- [TEXT BLOCK]:

A method comprises using a presentation time of a sample to identify a G-PCC base track sample (carrying parameter set and tile inventory data) required to decode the G-PCC tile in one embodiment. A corresponding base track sample's presentation time may be either equal to or less than the tile track sample presentation time. When the presentation time of the base track and tile track samples do not match, the tile track sample is decoded or the sample's tile inventory information is identified using the base track sample with a presentation time closer to the presentation time of the tile track sample.

The selected tile may be encoded such that the selected tile is decodable without decoding the entire formatted container. The base track may include parameter set and tile inventory data. A base track sample that decodes a tile track sample may be identified using a presentation time of a corresponding sample. The geometry-based point cloud data may comprise a plurality of geometry-based point cloud compression (G-PCC) units, wherein each G-PCC unit comprises a G-PCC type-length-value and a G-PCC payload. A non-transitory computer readable medium may comprise computer-readable instructions configured to perform any of the methods described above.

- [TASK LIST]:
• a. In the G-PCC passage, what data does a G-PCC base track sample carry?
• b. Reproduce the part of the G-PCC passage that opens with the words containing "The selected tile may" and closes with "methods described above.".
The lines after this come from a separate source.

- [DATASET CONTENT]:
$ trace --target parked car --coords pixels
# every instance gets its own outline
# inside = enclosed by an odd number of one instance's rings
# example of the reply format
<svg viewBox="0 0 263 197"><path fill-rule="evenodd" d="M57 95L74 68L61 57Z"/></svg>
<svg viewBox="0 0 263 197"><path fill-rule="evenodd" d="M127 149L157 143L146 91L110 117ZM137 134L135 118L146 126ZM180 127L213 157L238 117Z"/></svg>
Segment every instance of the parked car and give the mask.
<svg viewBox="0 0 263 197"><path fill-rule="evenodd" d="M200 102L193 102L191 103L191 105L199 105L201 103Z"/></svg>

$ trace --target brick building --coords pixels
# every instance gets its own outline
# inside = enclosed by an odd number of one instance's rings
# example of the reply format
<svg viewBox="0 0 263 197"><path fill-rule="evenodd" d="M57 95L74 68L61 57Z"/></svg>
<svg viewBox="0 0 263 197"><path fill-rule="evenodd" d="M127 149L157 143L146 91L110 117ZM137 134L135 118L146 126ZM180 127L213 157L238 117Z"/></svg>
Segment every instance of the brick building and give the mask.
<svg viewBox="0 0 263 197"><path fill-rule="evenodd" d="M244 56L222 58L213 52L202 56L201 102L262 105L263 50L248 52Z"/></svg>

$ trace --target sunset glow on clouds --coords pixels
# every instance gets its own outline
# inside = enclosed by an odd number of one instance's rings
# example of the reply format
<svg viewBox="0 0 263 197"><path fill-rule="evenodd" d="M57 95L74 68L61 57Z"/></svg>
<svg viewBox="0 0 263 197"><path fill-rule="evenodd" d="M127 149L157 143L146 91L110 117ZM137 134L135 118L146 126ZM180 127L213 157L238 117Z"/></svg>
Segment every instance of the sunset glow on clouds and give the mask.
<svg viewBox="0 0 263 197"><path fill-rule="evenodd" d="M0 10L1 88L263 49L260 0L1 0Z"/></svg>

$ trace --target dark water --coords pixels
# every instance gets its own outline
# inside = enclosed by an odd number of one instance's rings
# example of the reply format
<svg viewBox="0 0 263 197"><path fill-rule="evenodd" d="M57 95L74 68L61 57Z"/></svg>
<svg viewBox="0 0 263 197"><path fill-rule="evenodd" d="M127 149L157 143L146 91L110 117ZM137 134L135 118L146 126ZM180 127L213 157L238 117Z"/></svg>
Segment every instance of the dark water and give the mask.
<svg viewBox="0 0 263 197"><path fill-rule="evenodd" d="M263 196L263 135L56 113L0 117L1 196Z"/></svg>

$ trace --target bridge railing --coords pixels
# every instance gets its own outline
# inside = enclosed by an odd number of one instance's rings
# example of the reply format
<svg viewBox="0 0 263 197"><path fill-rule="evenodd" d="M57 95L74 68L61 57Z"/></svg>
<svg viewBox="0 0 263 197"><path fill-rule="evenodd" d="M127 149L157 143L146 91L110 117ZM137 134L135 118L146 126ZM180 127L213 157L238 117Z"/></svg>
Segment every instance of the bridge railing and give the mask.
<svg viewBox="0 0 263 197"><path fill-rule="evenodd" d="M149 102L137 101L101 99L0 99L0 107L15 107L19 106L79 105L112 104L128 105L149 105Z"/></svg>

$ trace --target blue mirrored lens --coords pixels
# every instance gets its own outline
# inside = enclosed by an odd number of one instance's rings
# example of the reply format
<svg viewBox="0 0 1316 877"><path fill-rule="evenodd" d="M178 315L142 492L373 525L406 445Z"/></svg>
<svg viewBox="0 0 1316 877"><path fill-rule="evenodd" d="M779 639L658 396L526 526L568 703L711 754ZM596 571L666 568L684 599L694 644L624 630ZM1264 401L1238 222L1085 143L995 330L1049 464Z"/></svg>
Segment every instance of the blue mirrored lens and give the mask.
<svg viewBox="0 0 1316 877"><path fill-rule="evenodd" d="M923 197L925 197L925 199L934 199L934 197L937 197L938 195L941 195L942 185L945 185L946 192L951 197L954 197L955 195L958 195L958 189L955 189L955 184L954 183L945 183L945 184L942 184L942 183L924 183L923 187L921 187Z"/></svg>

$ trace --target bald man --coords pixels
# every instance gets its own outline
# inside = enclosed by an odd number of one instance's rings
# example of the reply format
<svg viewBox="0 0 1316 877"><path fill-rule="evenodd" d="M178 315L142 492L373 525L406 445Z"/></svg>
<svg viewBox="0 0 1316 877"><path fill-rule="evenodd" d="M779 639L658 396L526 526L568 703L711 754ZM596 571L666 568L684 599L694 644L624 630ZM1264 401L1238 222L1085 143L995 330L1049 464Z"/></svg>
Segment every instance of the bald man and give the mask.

- [TASK-BY-TASK OUTPUTS]:
• a. Parameter set and tile inventory data.

• b.
The selected tile may be encoded such that the selected tile is decodable without decoding the entire formatted container. The base track may include parameter set and tile inventory data. A base track sample that decodes a tile track sample may be identified using a presentation time of a corresponding sample. The geometry-based point cloud data may comprise a plurality of geometry-based point cloud compression (G-PCC) units, wherein each G-PCC unit comprises a G-PCC type-length-value and a G-PCC payload. A non-transitory computer readable medium may comprise computer-readable instructions configured to perform any of the methods described above.